▸ Document segment

_ _ _ _ _ _ _

# CAF Reserves - Prince Rupert, BC



## TheJBJester (24 Nov 2016)

I am interested in joining the reserves. Where is the closest unit to Prince Rupert, BC?


----------



## mariomike (24 Nov 2016)

TheJBJester said:
			
		

> I am interested in joining the reserves. Where is the closest unit to Prince Rupert, BC?



Reserve Jobs
•39 Canadian Brigade Group (Headquartered in Vancouver)
•39 Combat Engineer Regiment (North, Vancouver, Chilliwack, Trail) 
•39 Service Battalion (Victoria, Richmond)
•39 Signal Regiment (Vancouver, Victoria, Nanaimo) 
•4th Canadian Ranger Patrol Group covers British Columbia, Alberta, Saskatchewan and Manitoba and is headquartered in Victoria, British Columbia.
•5th Field Regiment, RCA (Victoria, Nanaimo) 
•The Canadian Scottish Regiment (Princess Mary's) (Victoria, Nanaimo, Comox)
•The British Columbia Regiment (Duke of Connaught's Own) (Vancouver) 
•15th Field Regiment, RCA (Vancouver) 
•The Seaforth Highlanders of Canada (Vancouver)
•The British Columbia Dragoons (Kelowna and Vernon) 
•The Rocky Mountain Rangers (Kamloops, Prince George)
•The Royal Westminster Regiment (New Westminster, Chilliwack) 
http://www.army-armee.forces.gc.ca/en/jobs-careers/reserve.page

Naval Reserve Divisions
British Columbia
HMCS MALAHAT
20 Huron St
Victoria BC V8V 4R1
(250) 363-3535
Recruiting: (250) 363-3883

HMCS DISCOVERY
1200 Stanley Park Dr
Vancouver BC V6G 3E2
(604) 225-2545 ext. 2000
Recruiting: (604) 225-2545 ext. 2031
http://www.navy-marine.forces.gc.ca/en/fleet-units/reserve-divisions.page


----------



## George Wallace (25 Nov 2016)

Another resource is the PHONE BOOK, in the Government pages.


----------



## mariomike (25 Nov 2016)

George Wallace said:
			
		

> Another resource is the PHONE BOOK, in the Government pages.


----------



## BC Old Guy (25 Nov 2016)

_ _ _ _ _ _ _

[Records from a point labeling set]

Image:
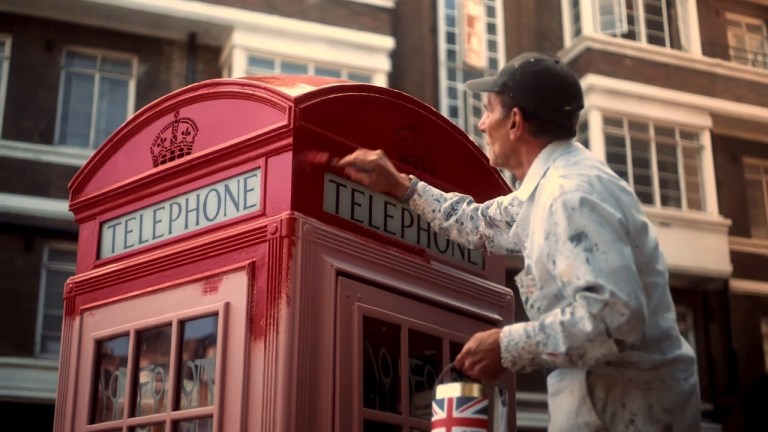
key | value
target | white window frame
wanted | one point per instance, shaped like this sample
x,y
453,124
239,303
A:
x,y
610,96
5,62
463,107
587,28
344,72
131,99
761,57
308,42
762,164
656,174
42,309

_ _ _ _ _ _ _

▸ Work to complete
Quote the stretch of the Prince Rupert reserves thread from "## TheJBJester (24" through "mariomike (24 Nov 2016)".

▸ Problem solution
## TheJBJester (24 Nov 2016)

I am interested in joining the reserves. Where is the closest unit to Prince Rupert, BC?


----------



## mariomike (24 Nov 2016)